(Data in this exercise):
::::::::::

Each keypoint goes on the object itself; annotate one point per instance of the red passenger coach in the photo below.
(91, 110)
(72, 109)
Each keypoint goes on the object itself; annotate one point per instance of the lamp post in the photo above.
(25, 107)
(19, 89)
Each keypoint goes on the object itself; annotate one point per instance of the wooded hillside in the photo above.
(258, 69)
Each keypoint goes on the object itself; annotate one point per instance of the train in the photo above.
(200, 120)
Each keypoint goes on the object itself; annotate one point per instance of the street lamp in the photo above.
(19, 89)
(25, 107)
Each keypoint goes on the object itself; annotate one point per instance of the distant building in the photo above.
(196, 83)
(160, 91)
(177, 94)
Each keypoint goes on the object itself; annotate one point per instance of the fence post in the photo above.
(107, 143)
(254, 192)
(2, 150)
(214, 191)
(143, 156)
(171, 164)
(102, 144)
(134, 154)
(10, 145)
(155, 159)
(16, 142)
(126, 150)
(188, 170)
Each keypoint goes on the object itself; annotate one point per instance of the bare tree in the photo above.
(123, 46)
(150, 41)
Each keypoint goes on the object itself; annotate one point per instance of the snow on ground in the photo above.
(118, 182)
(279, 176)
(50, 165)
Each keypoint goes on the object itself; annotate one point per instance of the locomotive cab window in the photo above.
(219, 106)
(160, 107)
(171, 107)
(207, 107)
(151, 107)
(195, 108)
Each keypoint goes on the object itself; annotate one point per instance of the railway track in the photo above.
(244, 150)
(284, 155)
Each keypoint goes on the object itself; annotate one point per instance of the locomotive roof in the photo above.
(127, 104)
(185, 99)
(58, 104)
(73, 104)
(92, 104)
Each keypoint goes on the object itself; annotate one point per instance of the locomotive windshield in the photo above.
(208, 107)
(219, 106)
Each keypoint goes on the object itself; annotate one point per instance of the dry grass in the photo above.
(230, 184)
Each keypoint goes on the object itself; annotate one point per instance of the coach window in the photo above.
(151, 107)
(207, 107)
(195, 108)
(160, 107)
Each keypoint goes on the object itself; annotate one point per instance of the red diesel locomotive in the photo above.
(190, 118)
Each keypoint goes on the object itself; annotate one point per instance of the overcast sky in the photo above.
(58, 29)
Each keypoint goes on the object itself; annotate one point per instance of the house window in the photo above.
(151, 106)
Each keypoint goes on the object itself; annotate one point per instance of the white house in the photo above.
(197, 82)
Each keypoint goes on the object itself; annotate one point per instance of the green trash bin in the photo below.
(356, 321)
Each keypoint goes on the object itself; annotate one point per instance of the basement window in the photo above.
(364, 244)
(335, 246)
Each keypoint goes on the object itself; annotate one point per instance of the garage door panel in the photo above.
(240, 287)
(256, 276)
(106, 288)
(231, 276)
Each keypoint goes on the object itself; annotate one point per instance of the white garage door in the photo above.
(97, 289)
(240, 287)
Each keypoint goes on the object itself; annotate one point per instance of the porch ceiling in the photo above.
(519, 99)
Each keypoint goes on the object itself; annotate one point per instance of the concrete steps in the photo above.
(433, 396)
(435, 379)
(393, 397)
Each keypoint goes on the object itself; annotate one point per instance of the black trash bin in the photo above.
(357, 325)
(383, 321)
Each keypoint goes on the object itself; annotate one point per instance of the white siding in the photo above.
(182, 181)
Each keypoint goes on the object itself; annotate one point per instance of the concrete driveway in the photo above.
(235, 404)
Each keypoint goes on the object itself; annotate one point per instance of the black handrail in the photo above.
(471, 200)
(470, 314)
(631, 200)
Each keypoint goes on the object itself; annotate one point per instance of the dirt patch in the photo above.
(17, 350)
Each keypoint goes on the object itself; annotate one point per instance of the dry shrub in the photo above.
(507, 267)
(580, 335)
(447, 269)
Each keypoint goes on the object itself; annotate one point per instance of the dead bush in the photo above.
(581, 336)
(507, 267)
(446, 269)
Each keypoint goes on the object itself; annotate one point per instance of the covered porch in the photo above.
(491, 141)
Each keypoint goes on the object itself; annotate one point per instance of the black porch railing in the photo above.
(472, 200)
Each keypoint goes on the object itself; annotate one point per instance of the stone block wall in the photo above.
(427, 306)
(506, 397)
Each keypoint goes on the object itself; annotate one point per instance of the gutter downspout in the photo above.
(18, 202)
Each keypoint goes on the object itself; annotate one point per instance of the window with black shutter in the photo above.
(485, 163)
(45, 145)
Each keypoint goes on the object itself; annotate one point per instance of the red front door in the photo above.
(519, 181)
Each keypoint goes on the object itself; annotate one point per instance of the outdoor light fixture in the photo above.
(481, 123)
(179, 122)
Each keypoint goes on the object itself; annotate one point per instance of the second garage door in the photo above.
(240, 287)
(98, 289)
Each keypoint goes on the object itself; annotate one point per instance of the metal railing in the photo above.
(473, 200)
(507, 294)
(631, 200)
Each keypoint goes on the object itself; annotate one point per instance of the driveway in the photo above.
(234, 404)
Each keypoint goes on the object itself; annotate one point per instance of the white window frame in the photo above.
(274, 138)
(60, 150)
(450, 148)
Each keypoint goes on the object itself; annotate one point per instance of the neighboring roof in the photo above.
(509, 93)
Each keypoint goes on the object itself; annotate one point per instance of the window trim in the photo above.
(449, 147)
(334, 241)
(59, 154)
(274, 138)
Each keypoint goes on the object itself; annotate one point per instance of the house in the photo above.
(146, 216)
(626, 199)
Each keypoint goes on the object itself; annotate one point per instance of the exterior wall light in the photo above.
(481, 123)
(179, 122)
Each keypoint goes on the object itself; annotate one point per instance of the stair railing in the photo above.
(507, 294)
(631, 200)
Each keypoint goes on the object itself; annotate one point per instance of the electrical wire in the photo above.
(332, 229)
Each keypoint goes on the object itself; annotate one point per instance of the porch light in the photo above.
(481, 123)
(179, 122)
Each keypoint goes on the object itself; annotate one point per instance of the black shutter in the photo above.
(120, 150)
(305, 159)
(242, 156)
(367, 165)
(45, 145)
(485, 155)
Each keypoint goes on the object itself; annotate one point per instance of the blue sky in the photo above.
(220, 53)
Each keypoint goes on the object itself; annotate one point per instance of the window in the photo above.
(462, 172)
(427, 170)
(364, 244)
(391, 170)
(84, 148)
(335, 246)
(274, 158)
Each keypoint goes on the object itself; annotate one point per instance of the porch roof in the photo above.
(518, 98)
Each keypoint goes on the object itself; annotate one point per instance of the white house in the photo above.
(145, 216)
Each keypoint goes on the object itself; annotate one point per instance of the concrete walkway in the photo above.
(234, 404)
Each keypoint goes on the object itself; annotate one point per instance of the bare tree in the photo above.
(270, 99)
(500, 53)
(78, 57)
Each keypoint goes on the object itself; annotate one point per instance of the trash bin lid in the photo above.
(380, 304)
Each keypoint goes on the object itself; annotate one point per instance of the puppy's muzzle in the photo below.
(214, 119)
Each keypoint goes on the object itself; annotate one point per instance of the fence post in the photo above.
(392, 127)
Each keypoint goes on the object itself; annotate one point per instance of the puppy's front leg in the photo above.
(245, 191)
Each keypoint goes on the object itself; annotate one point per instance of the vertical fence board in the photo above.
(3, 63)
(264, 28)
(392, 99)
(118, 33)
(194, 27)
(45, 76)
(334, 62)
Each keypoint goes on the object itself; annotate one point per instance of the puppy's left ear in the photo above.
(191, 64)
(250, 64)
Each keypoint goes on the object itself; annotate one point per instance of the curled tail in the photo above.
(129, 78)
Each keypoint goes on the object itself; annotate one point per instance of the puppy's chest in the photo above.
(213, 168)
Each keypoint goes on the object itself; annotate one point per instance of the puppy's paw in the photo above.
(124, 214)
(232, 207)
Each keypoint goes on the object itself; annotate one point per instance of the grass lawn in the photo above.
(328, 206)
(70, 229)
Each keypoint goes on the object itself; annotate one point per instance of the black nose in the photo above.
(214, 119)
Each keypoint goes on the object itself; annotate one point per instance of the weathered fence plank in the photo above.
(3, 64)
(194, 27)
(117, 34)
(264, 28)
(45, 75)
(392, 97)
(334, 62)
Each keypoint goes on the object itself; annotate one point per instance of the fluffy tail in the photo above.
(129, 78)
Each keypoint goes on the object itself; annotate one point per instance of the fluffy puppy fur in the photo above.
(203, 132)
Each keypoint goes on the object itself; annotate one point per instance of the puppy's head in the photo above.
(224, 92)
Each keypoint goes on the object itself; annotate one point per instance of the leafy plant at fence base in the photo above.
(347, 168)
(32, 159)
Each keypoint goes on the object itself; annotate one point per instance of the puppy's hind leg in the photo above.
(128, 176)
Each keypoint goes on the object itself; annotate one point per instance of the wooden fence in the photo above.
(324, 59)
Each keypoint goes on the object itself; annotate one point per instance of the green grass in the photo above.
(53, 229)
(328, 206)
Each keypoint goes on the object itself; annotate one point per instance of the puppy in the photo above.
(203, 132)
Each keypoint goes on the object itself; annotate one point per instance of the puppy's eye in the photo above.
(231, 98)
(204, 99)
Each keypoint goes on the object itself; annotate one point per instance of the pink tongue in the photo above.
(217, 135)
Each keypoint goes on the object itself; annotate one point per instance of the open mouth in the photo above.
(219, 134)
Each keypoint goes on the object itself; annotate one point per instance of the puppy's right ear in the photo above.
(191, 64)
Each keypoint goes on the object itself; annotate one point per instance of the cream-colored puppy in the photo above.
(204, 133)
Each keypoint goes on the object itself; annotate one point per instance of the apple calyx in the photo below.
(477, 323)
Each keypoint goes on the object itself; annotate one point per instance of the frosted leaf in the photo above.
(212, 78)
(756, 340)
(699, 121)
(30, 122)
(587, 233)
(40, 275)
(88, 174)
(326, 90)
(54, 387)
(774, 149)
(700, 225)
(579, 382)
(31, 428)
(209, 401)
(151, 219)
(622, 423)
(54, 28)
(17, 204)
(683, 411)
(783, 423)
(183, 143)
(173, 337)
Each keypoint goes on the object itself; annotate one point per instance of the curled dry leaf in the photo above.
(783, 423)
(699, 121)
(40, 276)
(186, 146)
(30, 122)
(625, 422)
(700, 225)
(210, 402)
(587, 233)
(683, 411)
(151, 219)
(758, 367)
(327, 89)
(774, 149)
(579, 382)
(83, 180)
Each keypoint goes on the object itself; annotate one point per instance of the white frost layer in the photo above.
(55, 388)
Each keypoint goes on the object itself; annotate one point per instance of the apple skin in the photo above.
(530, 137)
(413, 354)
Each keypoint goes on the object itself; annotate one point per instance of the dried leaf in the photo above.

::::::::::

(Exercise instructions): Repeat only the stretch of lines starting at the one containing "layer in the photo above." and running to the final line of the entries above.

(Completed task):
Each keypoint goes on the object itself; annotate one point per instance of the white frost layer in the photo above.
(55, 388)
Each keypoint goes on the object itself; annotate one point per instance of the apple skin in the photo above.
(530, 137)
(413, 354)
Each keypoint goes on the object itself; annotate one point per instance of the dried leaf in the photo above.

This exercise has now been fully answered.